+++ DATASET EXCERPTS

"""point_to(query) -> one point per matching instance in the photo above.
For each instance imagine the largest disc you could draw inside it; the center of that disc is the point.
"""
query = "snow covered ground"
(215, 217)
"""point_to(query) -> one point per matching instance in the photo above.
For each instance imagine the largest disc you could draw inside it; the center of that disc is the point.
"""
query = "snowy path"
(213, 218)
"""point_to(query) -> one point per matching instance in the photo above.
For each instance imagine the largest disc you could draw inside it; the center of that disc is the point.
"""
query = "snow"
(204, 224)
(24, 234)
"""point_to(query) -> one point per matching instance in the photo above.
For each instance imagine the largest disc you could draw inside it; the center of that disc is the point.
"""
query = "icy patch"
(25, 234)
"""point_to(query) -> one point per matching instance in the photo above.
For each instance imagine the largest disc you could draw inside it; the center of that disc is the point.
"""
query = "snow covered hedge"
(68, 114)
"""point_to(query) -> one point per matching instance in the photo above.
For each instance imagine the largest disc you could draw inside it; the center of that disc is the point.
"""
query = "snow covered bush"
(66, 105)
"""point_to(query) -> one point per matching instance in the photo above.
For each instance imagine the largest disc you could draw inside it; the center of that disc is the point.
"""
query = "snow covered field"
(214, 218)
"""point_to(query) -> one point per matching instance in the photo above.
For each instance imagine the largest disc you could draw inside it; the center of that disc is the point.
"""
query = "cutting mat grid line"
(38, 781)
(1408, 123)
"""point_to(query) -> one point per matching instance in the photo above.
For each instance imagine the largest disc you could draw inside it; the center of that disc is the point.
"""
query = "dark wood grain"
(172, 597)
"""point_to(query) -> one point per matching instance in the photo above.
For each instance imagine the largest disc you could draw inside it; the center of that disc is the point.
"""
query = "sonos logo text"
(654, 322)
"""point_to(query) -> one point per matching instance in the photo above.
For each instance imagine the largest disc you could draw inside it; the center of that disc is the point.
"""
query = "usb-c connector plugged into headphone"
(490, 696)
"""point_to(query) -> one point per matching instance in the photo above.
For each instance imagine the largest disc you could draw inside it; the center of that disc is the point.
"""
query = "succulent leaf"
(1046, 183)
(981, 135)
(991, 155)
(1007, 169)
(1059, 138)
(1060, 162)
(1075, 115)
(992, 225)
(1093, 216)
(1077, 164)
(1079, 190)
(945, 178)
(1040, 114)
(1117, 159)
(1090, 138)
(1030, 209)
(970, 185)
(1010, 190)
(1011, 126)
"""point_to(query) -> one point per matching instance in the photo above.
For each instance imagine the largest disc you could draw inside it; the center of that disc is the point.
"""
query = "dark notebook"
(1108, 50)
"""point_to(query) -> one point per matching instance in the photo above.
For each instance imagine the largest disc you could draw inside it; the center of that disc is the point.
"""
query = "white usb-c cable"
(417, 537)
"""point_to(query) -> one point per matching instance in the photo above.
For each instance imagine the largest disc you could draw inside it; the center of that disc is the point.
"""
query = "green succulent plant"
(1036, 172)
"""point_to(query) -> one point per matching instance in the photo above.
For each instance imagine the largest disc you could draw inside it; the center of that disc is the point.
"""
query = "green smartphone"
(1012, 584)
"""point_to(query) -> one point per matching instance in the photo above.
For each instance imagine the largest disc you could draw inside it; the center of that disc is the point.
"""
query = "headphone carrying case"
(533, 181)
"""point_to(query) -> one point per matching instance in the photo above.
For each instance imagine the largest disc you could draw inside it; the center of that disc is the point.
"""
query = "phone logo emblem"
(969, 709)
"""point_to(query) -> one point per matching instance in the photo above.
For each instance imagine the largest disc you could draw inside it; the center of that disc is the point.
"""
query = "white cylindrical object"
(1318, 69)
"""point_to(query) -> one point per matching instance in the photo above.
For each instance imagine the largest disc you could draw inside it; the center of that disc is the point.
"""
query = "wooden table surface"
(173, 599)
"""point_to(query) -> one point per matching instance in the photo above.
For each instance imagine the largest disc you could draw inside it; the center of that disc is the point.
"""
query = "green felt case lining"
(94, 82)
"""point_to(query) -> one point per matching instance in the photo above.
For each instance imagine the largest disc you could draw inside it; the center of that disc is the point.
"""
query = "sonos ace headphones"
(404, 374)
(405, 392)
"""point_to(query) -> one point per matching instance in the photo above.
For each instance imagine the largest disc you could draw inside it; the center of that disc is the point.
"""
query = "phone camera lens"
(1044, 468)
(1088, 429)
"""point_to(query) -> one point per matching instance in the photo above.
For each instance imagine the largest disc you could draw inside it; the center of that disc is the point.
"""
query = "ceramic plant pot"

++++++

● **THE TASK**
From the records above, extract every line exactly as it stands.

● **WRITTEN ANSWER**
"""point_to(query) -> one point per matching instance in the photo above.
For each instance imagine the largest disc you could draw inside it; the center of that disc is the point.
"""
query = "snow covered ground"
(215, 217)
"""point_to(query) -> one point per matching instance in the photo above.
For each instance imagine the largest disc you could draw inside it; the center of that disc is the point.
"""
query = "snowy path"
(213, 218)
"""point_to(query) -> one point per matching instance in the photo above.
For each instance imagine the largest disc you could draw inside it; the center of that disc is the point.
"""
query = "snow"
(204, 224)
(24, 234)
"""point_to(query) -> one point per matching instance in the photo above.
For each instance imagine the largest disc you could draw inside it; the center of that disc is the point.
"""
query = "icy patch"
(25, 234)
"""point_to(query) -> one point per matching instance in the photo above.
For each instance imagine the largest disc you could draw inside it; the center of that disc is the point.
"""
query = "snow covered hedge"
(68, 114)
"""point_to(query) -> one point per matching instance in the photo above.
For each instance imagine the largest disc you could draw inside it; the center of that disc is the point.
"""
query = "snow covered bush"
(66, 105)
"""point_to(query) -> one point per matching instance in the photo above.
For each instance imagine the largest disc you could draw inside it; the center of that disc is the point.
"""
query = "snow covered field"
(214, 218)
"""point_to(query) -> one point per matching instance in the photo above.
For each instance imagine the largest disc you could draw inside it; the center of that disc is the point.
"""
query = "cutting mat grid line"
(38, 781)
(1408, 123)
"""point_to(query) -> one point per matching instance in the photo above.
For each instance imagine the largest disc you could draw inside it; the center of that disc is the point.
"""
query = "dark wood grain"
(172, 597)
"""point_to(query) -> one point per matching instance in the photo above.
For each instance imagine the largest disc you could draw inside it; the center of that disc is the point.
"""
query = "sonos logo text"
(654, 322)
"""point_to(query) -> one point per matching instance in the photo above.
For each instance imagine the largest disc you could draw inside it; the center of that disc is the point.
"""
query = "usb-c connector plugged into headphone"
(490, 696)
"""point_to(query) -> one point per matching instance in the photo above.
For each instance imagine the largest disc you could draw inside it; the center of that disc is the point.
"""
query = "succulent leaf"
(1046, 183)
(981, 135)
(991, 155)
(1007, 169)
(1059, 138)
(1060, 162)
(1075, 115)
(992, 225)
(1093, 216)
(1077, 164)
(1079, 190)
(945, 178)
(1040, 114)
(1117, 159)
(1090, 138)
(1030, 209)
(970, 185)
(1010, 190)
(1011, 126)
"""point_to(query) -> one point per matching instance in the photo above.
For each instance imagine the largest disc you could draw inside it; the center of that disc is the point.
"""
query = "dark notebook"
(1108, 50)
"""point_to(query) -> one point per matching instance in the photo above.
For each instance imagine the largest disc you could draw inside it; the center of that disc is the point.
"""
query = "white usb-c cable"
(417, 537)
"""point_to(query) -> one point per matching instance in the photo above.
For each instance imagine the largest disc you could draw inside it; the center of that disc is the point.
"""
query = "green succulent plant"
(1036, 172)
"""point_to(query) -> one point per matching instance in the photo above.
For each instance imagine the largest disc you could draw inside it; the center of that disc is the point.
"""
query = "green smartphone"
(1012, 584)
"""point_to(query) -> one point per matching instance in the photo above.
For each instance imagine the largest disc you could draw inside it; the center of that disc is the point.
"""
query = "headphone carrying case"
(533, 181)
"""point_to(query) -> one point per matching instance in the photo above.
For each instance imagine the largest disc you could draw inside it; the center of that disc is the point.
"""
query = "phone logo emblem"
(969, 709)
"""point_to(query) -> one point per matching instance in the photo above.
For each instance imagine the largest disc you could draw inside it; the center of that disc is the point.
"""
query = "white cylindrical object"
(1318, 69)
"""point_to(query) -> one point per matching instance in the photo above.
For each instance imagine the largest disc you could draw inside it; the center of that disc is the point.
"""
query = "wooden table surface"
(173, 599)
"""point_to(query) -> one point per matching instance in the photo above.
For each instance imagine the largest disc you could draw inside it; the center of that disc is the point.
"""
query = "green felt case lining"
(94, 82)
"""point_to(query) -> one point per matching instance in the photo above.
For each instance imagine the largest disc you could draw inside it; the center of that disc is the point.
"""
query = "sonos ace headphones"
(404, 374)
(405, 392)
"""point_to(query) -> one point per matching instance in the photo above.
For each instance imagine the largest disc you could draw inside it; the center of that disc is the point.
"""
query = "phone camera lens"
(1044, 468)
(1088, 429)
"""point_to(query) -> one point per matching instance in the photo above.
For each instance imagine the largest disc you could draw inside it; the center of that disc is the point.
"""
query = "ceramic plant pot"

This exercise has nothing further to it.